BEGIN Information shown

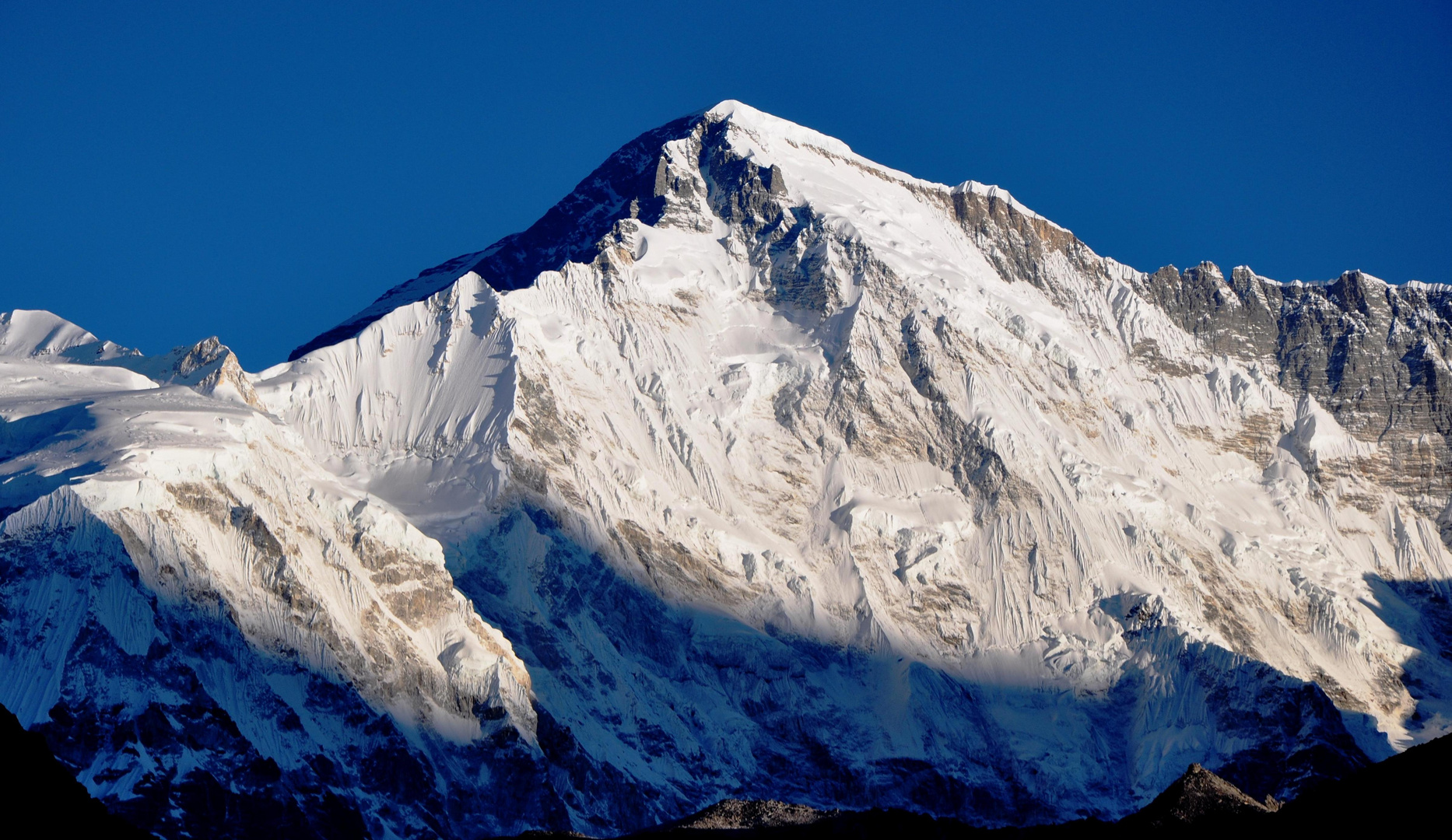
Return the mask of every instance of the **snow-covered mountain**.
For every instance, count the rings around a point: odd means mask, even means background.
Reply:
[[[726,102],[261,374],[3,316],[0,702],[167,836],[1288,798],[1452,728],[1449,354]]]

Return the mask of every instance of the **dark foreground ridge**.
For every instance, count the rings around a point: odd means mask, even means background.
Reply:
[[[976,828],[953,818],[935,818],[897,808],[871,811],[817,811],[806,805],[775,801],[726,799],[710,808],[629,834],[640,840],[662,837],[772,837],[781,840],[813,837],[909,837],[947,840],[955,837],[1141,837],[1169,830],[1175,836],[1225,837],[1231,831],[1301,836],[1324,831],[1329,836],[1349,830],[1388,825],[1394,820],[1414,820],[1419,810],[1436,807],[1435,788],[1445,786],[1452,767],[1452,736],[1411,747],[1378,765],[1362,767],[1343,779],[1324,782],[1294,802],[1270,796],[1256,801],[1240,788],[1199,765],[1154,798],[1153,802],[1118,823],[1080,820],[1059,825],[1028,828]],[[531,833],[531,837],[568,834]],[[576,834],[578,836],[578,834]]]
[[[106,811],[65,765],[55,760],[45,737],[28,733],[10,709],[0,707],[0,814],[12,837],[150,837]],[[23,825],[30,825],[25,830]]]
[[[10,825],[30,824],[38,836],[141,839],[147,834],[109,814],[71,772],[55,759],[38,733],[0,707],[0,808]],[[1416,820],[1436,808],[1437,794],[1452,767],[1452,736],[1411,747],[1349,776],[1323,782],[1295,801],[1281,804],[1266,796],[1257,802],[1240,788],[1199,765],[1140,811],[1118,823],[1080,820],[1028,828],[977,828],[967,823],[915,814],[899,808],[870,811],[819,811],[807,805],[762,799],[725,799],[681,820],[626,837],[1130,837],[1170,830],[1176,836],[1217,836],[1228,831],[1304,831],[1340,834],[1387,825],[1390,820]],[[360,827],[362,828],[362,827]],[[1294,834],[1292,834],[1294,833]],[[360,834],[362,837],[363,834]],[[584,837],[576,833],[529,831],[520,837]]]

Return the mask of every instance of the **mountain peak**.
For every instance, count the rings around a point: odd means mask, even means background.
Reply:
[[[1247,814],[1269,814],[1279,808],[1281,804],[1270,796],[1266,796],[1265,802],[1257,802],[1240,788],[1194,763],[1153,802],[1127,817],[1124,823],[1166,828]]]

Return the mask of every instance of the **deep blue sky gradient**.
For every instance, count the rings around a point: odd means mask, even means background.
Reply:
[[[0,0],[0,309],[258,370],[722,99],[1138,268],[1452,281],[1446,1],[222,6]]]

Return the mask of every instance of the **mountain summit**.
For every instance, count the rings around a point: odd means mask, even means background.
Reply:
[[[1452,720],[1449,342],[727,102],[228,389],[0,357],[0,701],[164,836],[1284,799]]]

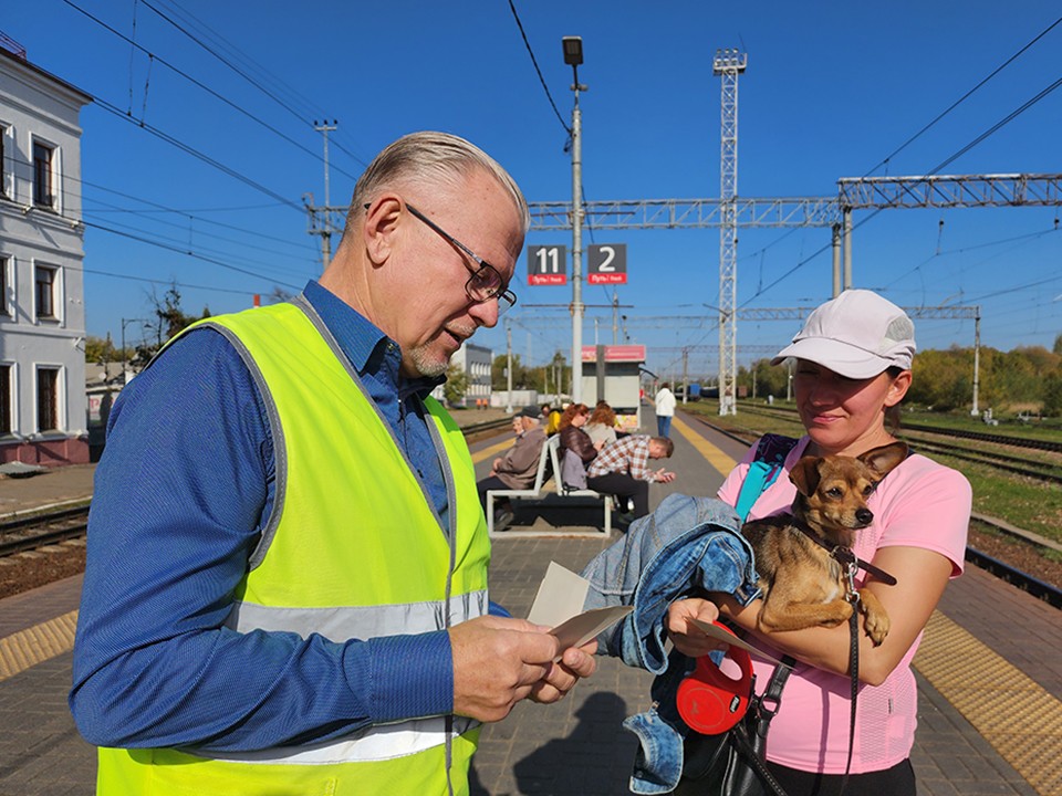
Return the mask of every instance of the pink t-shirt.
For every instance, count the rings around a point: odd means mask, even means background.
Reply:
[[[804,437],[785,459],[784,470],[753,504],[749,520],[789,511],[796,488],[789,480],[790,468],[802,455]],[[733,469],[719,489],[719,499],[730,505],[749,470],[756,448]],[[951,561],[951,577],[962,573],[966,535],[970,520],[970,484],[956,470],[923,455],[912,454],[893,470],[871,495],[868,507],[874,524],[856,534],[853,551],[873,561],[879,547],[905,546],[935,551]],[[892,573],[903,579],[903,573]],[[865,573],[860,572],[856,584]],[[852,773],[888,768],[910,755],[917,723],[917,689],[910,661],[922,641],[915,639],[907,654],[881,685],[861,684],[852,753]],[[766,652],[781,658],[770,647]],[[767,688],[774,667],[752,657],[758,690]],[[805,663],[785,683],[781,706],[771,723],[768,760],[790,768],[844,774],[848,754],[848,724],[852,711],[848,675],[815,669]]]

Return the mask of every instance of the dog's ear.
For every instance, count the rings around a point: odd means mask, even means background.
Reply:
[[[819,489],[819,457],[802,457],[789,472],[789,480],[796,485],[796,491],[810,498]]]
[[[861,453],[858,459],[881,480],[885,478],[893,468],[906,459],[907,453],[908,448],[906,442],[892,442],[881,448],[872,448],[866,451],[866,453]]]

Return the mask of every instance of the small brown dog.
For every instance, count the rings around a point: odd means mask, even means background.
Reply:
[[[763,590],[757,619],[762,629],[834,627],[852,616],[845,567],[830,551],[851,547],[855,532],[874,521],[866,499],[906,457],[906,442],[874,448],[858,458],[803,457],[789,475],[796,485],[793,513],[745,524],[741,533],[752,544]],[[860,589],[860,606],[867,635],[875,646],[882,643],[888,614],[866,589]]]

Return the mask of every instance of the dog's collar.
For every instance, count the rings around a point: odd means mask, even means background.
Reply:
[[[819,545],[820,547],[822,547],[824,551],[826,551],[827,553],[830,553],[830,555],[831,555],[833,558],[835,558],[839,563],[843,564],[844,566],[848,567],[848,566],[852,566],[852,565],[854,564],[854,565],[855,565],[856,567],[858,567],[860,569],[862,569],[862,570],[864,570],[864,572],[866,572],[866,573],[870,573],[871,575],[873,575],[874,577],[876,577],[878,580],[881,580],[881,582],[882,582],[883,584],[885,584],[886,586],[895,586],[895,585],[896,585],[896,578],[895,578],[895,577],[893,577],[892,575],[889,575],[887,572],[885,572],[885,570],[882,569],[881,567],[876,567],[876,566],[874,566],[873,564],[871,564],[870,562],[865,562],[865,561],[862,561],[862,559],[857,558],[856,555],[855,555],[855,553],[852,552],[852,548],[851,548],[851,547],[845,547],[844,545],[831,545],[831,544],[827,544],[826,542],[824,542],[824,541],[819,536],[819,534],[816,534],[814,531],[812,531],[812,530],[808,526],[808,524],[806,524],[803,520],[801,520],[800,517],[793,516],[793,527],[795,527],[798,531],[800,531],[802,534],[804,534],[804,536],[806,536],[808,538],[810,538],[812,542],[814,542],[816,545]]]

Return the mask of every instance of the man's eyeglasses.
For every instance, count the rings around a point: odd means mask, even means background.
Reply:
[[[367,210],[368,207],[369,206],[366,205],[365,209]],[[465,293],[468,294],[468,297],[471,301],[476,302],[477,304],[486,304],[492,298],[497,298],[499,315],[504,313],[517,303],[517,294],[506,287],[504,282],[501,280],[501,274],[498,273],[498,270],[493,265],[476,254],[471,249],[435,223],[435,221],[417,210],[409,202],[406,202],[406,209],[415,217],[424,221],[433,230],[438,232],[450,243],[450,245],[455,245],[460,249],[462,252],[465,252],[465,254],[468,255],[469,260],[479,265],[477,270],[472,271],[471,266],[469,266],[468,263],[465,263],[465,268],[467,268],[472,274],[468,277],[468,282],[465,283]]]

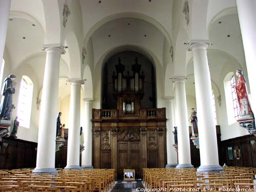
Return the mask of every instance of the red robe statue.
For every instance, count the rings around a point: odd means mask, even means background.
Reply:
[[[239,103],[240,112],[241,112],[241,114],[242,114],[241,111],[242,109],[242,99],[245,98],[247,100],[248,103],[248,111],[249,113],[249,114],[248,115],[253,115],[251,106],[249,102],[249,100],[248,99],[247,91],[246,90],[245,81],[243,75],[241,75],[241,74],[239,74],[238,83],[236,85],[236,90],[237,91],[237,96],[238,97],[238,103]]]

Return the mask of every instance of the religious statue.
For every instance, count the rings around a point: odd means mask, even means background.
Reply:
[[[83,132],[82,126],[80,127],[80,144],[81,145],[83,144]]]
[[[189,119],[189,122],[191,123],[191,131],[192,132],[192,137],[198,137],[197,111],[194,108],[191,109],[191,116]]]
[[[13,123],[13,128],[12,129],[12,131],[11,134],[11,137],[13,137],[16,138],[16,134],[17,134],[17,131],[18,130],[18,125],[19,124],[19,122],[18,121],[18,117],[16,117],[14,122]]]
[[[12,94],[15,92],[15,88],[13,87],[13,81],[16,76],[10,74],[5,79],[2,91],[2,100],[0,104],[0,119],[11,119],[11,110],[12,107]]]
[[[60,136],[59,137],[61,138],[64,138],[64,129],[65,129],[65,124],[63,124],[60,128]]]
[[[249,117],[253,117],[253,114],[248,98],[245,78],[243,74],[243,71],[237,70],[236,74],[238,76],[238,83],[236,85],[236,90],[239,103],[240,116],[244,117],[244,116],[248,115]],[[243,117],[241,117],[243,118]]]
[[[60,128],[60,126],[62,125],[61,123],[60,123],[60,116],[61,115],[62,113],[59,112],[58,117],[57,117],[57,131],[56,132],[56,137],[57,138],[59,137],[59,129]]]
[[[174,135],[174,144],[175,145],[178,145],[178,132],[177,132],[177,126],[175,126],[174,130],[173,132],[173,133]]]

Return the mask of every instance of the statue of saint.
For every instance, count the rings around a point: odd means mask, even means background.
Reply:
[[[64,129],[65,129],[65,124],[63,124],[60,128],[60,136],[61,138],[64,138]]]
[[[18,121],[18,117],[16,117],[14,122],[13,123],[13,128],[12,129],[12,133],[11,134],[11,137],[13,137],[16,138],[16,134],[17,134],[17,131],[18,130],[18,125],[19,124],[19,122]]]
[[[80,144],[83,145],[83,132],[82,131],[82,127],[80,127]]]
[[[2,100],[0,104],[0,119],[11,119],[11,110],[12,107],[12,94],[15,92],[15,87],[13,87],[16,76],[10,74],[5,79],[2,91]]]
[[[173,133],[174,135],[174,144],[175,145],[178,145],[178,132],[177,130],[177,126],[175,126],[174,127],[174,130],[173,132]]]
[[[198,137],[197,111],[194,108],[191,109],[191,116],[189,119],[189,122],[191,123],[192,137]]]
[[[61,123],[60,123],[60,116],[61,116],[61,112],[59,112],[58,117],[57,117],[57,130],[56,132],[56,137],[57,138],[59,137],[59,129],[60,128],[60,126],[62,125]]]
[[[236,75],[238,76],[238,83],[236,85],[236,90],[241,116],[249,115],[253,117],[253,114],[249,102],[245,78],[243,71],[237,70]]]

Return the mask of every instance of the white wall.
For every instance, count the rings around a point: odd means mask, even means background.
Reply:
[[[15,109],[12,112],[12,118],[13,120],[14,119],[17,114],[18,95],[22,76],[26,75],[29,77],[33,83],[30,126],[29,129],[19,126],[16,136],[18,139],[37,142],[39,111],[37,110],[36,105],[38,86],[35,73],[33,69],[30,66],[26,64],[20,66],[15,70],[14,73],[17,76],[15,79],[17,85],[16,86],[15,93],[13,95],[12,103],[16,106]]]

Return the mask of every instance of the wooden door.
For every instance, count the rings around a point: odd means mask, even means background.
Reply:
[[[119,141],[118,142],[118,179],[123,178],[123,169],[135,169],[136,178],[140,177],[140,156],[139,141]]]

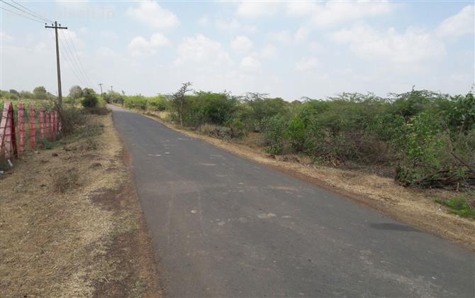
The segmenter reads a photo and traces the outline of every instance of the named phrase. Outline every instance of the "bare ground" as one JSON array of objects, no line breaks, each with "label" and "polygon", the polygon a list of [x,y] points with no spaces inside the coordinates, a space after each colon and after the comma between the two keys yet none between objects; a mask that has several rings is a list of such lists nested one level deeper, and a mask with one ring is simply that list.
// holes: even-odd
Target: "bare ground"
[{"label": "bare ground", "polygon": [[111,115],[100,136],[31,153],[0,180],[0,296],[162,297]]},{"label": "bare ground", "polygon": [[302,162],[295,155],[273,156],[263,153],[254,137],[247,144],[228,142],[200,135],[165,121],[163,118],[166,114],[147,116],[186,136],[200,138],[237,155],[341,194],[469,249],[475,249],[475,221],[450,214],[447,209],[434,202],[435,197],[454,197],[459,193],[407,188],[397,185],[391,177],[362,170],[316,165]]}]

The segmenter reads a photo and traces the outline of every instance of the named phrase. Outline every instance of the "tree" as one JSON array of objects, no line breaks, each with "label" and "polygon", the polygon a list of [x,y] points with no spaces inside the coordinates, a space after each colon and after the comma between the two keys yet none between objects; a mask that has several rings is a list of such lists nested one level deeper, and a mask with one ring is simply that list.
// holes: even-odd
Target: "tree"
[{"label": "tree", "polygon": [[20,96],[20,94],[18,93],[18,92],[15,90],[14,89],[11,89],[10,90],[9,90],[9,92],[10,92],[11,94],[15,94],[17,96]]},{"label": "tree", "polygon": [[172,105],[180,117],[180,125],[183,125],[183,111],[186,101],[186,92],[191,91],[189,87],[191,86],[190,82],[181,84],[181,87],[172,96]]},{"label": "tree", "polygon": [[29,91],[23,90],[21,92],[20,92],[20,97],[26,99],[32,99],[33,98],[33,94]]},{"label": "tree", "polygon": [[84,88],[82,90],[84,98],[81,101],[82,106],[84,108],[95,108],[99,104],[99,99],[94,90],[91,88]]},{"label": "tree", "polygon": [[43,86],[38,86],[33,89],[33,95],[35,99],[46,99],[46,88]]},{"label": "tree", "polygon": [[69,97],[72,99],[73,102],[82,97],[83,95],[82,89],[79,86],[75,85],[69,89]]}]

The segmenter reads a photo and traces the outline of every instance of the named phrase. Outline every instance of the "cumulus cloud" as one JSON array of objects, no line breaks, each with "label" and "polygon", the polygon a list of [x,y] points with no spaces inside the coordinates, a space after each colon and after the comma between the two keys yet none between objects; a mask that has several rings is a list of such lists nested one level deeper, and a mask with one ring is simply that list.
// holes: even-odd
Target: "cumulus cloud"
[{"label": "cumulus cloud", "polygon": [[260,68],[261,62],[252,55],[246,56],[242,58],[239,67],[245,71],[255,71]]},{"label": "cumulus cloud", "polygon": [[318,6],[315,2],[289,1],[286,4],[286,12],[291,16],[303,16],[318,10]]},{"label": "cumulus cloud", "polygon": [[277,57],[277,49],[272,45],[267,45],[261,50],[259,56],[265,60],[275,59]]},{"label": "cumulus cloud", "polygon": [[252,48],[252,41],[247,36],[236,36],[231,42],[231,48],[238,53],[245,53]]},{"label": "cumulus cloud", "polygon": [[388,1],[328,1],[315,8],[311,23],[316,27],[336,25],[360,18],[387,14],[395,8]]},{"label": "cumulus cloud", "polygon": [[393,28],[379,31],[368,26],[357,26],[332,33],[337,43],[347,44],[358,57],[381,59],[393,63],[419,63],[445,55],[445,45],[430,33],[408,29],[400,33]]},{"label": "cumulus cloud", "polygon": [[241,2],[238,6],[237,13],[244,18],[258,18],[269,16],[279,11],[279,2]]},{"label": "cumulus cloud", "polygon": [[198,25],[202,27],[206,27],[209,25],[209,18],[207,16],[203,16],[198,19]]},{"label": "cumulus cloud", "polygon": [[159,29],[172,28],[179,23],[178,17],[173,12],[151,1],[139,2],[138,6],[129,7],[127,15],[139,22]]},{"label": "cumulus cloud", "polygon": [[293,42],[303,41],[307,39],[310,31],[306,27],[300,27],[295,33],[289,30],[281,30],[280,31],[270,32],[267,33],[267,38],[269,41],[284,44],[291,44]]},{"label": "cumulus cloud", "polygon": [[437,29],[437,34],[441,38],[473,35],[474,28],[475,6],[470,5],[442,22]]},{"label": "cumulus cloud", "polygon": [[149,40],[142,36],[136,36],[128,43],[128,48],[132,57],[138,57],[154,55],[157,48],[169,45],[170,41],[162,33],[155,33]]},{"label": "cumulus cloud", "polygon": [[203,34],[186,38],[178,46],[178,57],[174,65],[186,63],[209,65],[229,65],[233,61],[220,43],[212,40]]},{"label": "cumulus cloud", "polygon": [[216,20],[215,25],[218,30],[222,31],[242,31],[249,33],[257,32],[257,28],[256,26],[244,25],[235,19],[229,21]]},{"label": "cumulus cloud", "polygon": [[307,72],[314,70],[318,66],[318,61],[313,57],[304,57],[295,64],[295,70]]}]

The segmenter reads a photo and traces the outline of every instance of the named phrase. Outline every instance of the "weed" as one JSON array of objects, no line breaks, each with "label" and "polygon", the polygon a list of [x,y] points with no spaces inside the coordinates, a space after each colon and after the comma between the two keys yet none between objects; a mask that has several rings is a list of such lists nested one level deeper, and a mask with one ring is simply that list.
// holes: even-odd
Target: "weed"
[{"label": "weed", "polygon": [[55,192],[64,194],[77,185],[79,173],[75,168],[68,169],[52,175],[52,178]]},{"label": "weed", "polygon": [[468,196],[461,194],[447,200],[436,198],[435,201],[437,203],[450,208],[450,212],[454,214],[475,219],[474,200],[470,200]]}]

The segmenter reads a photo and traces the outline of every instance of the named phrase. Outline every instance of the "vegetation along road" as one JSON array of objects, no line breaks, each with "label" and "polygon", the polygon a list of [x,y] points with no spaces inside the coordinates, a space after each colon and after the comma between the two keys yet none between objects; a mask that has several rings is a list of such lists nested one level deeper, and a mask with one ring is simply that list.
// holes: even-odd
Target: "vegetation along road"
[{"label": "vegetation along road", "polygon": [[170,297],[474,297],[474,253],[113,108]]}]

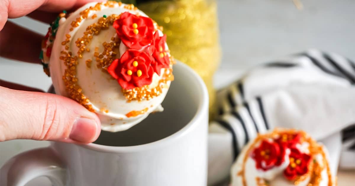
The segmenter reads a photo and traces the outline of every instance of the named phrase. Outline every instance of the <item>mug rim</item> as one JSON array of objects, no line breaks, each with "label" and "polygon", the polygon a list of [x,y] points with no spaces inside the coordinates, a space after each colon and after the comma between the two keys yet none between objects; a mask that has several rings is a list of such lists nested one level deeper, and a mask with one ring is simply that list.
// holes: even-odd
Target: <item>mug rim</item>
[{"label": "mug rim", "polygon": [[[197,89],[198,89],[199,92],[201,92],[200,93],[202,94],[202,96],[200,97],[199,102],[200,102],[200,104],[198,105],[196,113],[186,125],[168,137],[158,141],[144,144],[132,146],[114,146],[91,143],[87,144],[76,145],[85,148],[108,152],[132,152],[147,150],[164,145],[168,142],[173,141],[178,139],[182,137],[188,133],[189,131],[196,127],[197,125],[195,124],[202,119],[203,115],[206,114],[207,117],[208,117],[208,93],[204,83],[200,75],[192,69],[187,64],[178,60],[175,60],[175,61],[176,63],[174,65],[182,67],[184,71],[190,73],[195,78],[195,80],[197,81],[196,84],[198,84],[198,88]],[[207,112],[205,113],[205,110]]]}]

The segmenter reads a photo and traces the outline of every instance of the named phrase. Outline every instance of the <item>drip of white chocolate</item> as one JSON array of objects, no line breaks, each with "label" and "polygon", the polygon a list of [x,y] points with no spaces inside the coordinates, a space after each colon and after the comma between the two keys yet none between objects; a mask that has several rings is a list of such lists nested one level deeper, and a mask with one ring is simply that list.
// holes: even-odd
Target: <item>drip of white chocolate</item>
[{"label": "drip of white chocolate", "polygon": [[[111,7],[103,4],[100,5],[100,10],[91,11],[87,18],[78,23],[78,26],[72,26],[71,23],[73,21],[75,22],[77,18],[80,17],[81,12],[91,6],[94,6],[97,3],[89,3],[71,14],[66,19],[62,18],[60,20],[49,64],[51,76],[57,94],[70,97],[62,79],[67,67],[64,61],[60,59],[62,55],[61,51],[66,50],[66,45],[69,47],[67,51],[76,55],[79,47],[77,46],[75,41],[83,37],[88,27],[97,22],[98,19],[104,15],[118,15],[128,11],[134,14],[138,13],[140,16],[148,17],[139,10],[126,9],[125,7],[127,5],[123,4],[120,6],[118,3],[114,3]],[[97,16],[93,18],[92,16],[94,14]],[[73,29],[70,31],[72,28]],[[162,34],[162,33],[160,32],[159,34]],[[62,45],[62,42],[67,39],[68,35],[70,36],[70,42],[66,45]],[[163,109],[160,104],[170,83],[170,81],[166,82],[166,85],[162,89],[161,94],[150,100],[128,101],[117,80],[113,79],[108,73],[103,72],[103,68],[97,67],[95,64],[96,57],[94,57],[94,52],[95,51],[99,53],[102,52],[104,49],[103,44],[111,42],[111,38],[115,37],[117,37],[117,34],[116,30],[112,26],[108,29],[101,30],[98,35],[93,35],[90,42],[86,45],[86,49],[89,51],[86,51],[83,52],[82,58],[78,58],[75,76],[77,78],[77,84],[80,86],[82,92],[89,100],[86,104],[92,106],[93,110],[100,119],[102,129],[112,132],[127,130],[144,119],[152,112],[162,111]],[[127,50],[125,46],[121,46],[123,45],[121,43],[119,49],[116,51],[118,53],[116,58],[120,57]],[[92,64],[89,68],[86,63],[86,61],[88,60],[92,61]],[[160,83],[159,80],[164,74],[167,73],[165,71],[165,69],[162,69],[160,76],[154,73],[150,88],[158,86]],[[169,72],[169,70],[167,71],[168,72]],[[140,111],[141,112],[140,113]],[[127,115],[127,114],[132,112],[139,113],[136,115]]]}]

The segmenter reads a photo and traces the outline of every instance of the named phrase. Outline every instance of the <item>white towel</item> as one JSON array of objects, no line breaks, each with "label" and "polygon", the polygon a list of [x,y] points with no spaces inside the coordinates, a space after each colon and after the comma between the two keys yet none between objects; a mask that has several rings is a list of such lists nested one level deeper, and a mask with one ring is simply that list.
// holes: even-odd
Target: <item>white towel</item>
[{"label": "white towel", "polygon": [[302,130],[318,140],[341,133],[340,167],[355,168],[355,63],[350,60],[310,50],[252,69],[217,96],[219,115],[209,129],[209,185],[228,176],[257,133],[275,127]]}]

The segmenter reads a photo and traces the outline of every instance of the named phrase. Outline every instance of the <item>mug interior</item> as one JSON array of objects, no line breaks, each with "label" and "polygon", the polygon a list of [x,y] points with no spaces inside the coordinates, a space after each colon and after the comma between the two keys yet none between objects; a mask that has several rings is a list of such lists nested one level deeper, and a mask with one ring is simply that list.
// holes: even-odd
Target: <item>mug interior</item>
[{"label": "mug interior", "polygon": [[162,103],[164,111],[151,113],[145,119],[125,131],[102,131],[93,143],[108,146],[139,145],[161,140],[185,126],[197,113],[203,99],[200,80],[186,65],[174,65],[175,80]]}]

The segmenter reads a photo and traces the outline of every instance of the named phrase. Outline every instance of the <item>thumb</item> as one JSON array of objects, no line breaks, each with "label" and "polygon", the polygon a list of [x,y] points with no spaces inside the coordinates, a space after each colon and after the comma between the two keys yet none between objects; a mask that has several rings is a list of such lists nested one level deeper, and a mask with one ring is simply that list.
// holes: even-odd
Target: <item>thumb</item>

END Information shown

### Exercise goal
Each line from the one with "the <item>mug interior</item>" through the last line of the records must be written out word for word. Include nothing else.

### Response
The segmenter reads a photo and traces the outline of every instance of the named phrase. Outline every instance of the <item>mug interior</item> as one JSON array of objects, no line breaks, each with "label" and "polygon", the polygon a list of [x,y] points with no spaces inside the coordinates, a space after each colon and after the comma between the two keys yet none between objects; a mask that has several rings is a list of such lists nested one level deeper, and a mask with one ring is simply that list.
// holes: even-odd
Target: <item>mug interior</item>
[{"label": "mug interior", "polygon": [[162,103],[164,111],[151,113],[145,119],[125,131],[102,131],[93,143],[108,146],[139,145],[161,140],[185,126],[197,113],[203,99],[200,80],[186,65],[174,65],[175,80]]}]

The segmenter reads a photo and traces the outline of every instance of the named phrase. Outline every instance of the <item>thumb</item> as one JSON array of objects, no line breaks, each with "label" and "polygon", the polygon a list of [x,y] points with no spaces inside the coordinates, a space after each colon and after the comma between the two keys yet none between objects; a mask that has several rings is a list of such lists nested one level deeper, and a mask with one ring is simply that list.
// holes: even-odd
Target: <item>thumb</item>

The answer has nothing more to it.